Print each of the records below line for line, with no change to any word, number, or punctuation mark.
— START Data supplied —
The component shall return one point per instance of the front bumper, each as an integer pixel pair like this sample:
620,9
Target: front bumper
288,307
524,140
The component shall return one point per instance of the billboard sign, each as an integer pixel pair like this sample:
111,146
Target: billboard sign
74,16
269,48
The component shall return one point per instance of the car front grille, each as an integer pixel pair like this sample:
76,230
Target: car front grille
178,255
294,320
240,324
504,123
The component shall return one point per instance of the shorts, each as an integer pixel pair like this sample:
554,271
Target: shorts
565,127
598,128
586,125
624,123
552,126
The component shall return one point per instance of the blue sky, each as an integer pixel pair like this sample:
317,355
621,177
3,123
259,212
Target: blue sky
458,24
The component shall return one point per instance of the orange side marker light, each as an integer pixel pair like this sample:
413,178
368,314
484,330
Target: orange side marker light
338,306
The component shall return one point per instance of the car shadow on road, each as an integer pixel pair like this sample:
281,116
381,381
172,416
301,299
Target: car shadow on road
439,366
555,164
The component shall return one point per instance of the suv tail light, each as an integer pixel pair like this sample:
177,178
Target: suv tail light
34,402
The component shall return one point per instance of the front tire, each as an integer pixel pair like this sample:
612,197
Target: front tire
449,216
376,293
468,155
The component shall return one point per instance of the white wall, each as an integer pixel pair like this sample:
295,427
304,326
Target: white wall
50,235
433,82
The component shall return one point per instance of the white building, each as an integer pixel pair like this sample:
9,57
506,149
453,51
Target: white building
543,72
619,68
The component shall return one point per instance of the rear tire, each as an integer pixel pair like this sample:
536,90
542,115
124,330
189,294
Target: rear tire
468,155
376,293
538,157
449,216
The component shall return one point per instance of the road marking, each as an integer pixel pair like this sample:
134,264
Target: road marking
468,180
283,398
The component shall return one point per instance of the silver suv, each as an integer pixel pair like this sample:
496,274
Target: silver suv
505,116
— END Data supplied —
▶ **Output for this exercise**
The component shall return one point per instance of the front bumper, each as an integer pixel pair like this sample:
620,9
Target: front bumper
288,307
524,140
The component shall return one point per instance of the billboard sign, each as an integer pixel pair like this sample:
111,146
Target: billboard sign
74,16
269,48
The component shall return one point per instance of the car front grille, each as an integer pixel pair like this sample:
76,230
Target: car front grille
178,255
294,320
240,324
504,123
The component shall return one point per instance of the shorts, each as an integer pixel pair like this sample:
554,271
Target: shorts
565,127
598,128
586,125
624,123
552,126
The component shall return one point per instance of the blue sky, each as an integer pixel pair like this sample:
317,355
621,177
3,123
259,212
Target: blue sky
458,24
The component shall return one point per instance of the orange side marker light, each as an integer pixel pair like this sample:
413,178
368,314
484,330
Target: orange side marker light
338,306
The component shall return one point per instance of the car shadow on road, each as an integer pixel pair like this sample:
281,116
381,381
172,416
301,299
Target: car shadow on road
439,366
555,164
The component shall return one point per instance of the suv tail light, each as an integer pixel pair like this sample:
177,178
Target: suv tail light
34,402
The component shall return one point per instance of the front tire, each as an integer pixel pair like this sample:
612,197
Target: front tire
449,216
376,293
468,155
The component shall return one point per instance of the white wall, each as an integer pixel pair like this sample:
295,427
304,326
Target: white wall
50,235
433,82
The component shall return one point per instance of the white building, each as an integer pixel pair like this sample:
9,57
506,149
453,51
Target: white building
543,72
619,68
The component shall return one point per instance of the rear tire, each as an integer pixel pair like this sample:
536,90
542,115
124,330
189,294
Target: rear tire
468,155
376,293
538,157
449,216
The component shall return one point per instance of the road marking, each as an integer pixel pair like this sample:
134,264
Target: road marking
468,180
283,398
The component shall return one point per instance of the silver suv, each as an integer pixel pair like this sample:
496,274
Target: silver suv
505,116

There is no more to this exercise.